*TASK TO COMPLETE:*
Retype the full listing without altering anything.

*SUPPLIED MATERIAL:*
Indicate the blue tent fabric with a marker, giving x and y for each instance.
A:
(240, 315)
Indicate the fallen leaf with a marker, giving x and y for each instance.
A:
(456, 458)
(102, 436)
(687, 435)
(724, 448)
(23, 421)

*PROBLEM SOLUTION:*
Indicate the blue tent fabric with a marker, giving x and y for each instance.
A:
(240, 315)
Indicate the fallen leaf with a marker, giving x and y for each instance.
A:
(456, 458)
(102, 436)
(687, 435)
(724, 448)
(23, 421)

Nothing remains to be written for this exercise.